#### Problem to solve:
Pull every line that includes the word "instance" from the data.
======
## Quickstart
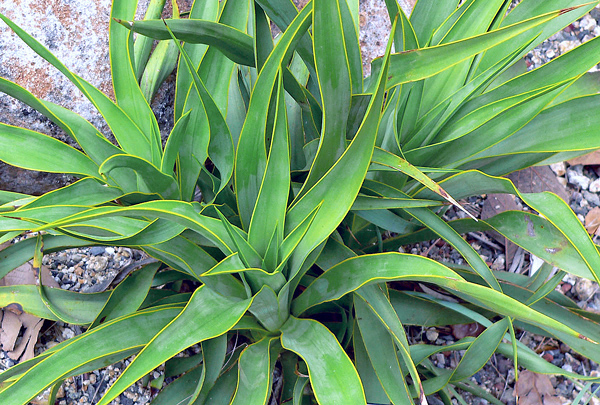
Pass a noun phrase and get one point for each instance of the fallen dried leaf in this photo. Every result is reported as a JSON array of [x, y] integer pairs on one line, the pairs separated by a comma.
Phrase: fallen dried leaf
[[537, 179], [535, 389], [589, 159], [592, 221], [470, 329], [493, 205], [14, 319]]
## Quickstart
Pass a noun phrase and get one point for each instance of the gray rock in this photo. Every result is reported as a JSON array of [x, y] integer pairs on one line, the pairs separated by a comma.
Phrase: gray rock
======
#### Expected answer:
Pass a noun phrase and get one point for each instance of the fallen dried leaf in this photo. Every result is reported as a JSON array of [x, y] integer pairs on one line, the pairs separated by a comma.
Pass a noun phrase and get one point for each instance of the gray rock in this photo. Every result is reported as a JSON array of [x, y] integer pairs on one line, the pairs separated by a comma.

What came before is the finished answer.